Jawablah pertanyaan berikut berdasarkan kutipan tentang sejarah RSIA Muslimat di bawah.
(a) Apa warna kerudung yang dikenakan Bu Nyai Hj Muktamaroh ketika ditemui di rumahnya?
(b) Pada pertengahan tahun berapa amanah itu diberikan kepada Muslimat NU?
(c) Tanah milik H Affandi hendak diwakafkan kepada Muslimat untuk dijadikan apa?

Kutipan Teks:
________

• logo nu online
Home Warta Ekonomi Daerah Bahtsul Masail Pendidikan Neraca BMTNU Nasional Fiqih Parlemen Khutbah Pemerintahan Keislaman Amaliyah NU Humor Opini BMT NU Video Nyantri Mitra Lainnya Tokoh
Kamis, 28 Maret 2024

Daerah

Membuka Sejarah RSIA Muslimat (Saya Terima Amanah Itu — Bagian 1)

Membuka Sejarah RSIA Muslimat (Saya Terima Amanah Itu — Bagian 1)
Ibu Nyai Hj Muktamaroh Muhammad (Foto: NU Online Jombang/Nur Fitriana)
Ibu Nyai Hj Muktamaroh Muhammad (Foto: NU Online Jombang/Nur Fitriana)

NU Jombang Online,
Siang itu, matahari tidak begitu terik. Tim NU Jombang Online tiba di rumah Bu Nyai Hj Muktamaroh Muhammad. Seseorang yang telah berjasa banyak dalam pembangunan Rumah Sakit Ibu dan Anak (RSIA) Muslimat Jombang. Tidak hanya tenaga juga pikiran, Bu Nyai Hj Muktamaroh juga memberikan seluruh dedikasi dan materi tak terhingga demi berdirinya RSIA Muslimat.

 

Ditemui di rumahnya yang asri, Bu Nyai Hj Muktamaroh tampak cerah dengan kerudung berwarna oranye gelap. Senyum ramahnya langsung menyambut kedatangan kami. Ketika diminta menceritakan kembali perjalanannya memulai perjuangan mendirikan RSIA Muslimat dari nol, ia mulai menerawang. Mengingat kembali satu demi satu peristiwa yang sudah menghabiskan separuh hidupnya untuk mengabdi lahir batin demi ummat melalui Muslimat Nahdlatul Ulama.

 

“Di pertengahan tahun 1967, amanah itu diberikan kepada Muslimat NU. H Affandi waktu itu bilang, saya mau mewakafkan tanah saya kepada Muslimat untuk dijadikan Darul Wiladah atau rumah bersalin,” begitu H Affandi mengamanahkan tanahnya untuk diwakafkan.

________

Baris Data:
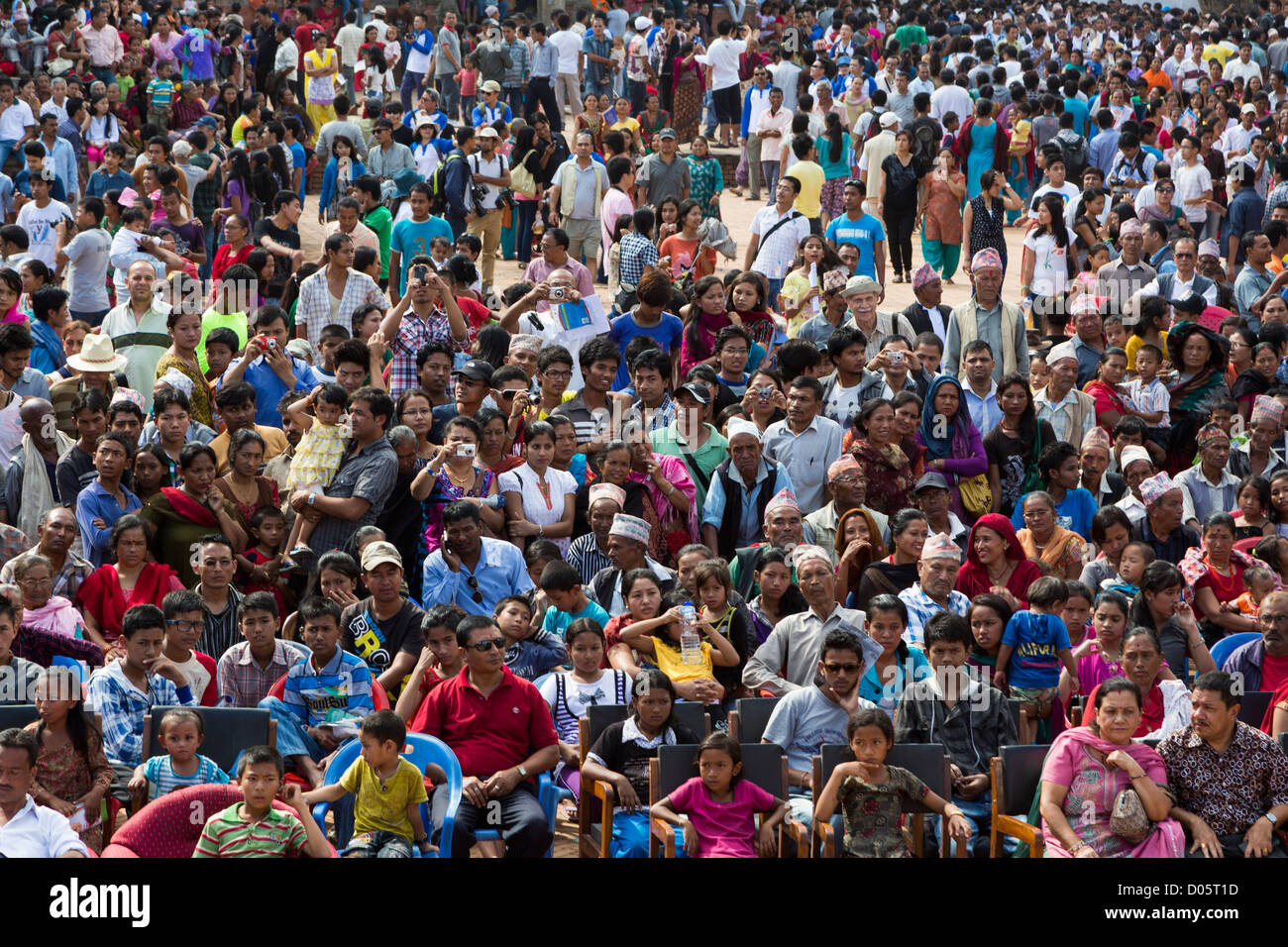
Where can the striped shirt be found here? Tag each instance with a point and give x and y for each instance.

________

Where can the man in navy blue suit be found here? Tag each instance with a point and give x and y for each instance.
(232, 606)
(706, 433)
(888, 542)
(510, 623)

________

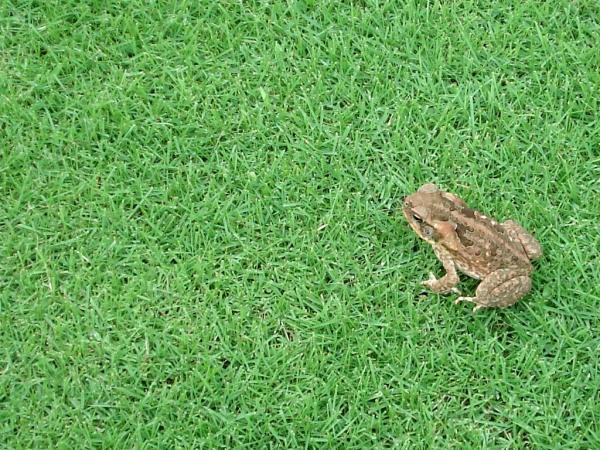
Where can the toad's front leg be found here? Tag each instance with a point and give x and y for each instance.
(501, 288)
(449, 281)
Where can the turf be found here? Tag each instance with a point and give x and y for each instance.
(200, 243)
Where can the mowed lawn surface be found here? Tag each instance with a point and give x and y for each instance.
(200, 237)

________

Kunci Jawaban:
(a) Kerudung yang dikenakannya berwarna oranye gelap.
(b) Amanah itu diberikan kepada Muslimat NU pada pertengahan tahun 1967.
(c) Tanah itu hendak dijadikan Darul Wiladah atau rumah bersalin.